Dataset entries
━━━━━━━━

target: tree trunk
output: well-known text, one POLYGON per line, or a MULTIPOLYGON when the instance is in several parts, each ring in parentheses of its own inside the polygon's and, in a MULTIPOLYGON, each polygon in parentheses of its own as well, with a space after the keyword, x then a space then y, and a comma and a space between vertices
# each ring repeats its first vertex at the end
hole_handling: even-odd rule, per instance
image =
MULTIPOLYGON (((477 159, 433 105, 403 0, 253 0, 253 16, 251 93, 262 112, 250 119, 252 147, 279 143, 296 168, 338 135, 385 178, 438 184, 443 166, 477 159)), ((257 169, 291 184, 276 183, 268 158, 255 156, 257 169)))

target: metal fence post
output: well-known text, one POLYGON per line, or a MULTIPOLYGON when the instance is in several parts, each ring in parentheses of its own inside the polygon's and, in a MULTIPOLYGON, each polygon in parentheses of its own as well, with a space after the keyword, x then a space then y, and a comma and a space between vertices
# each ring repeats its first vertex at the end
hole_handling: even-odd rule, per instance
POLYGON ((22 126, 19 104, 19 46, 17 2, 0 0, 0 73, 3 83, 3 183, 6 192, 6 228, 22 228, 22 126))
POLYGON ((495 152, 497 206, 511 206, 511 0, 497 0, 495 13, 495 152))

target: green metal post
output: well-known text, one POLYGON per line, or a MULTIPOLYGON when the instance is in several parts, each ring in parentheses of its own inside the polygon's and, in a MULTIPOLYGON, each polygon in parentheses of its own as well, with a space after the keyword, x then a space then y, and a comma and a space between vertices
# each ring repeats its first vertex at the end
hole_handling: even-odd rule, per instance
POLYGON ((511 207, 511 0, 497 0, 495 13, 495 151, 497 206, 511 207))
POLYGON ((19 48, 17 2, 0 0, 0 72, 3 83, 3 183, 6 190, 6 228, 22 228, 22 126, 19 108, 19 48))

━━━━━━━━

--- GIVEN PROBLEM ---
Rewrite the entries starting at the first line and ending at the line that contains "MULTIPOLYGON (((477 159, 433", both included, keeping every line of the requests unchanged. Multiply each vertex coordinate in the answers by 2.4 and round it to a whole number, with halves rounded up.

--- EXERCISE ANSWER ---
target: tree trunk
output: well-known text, one POLYGON per line, or a MULTIPOLYGON when the instance is in several parts, each ring in parentheses of its own inside the polygon's and, in a MULTIPOLYGON, each polygon in parentheses of its own as well, with a space after the keyword, x then a space then y, and a comma and a space between vertices
# each ring repeats its first vertex at the end
hole_handling: even-odd rule, per instance
image =
MULTIPOLYGON (((1145 382, 1039 252, 967 0, 607 0, 607 38, 602 223, 629 269, 600 286, 605 353, 670 343, 710 403, 811 324, 924 427, 1051 442, 1063 398, 1145 382)), ((617 406, 698 442, 662 439, 643 379, 612 374, 617 406)))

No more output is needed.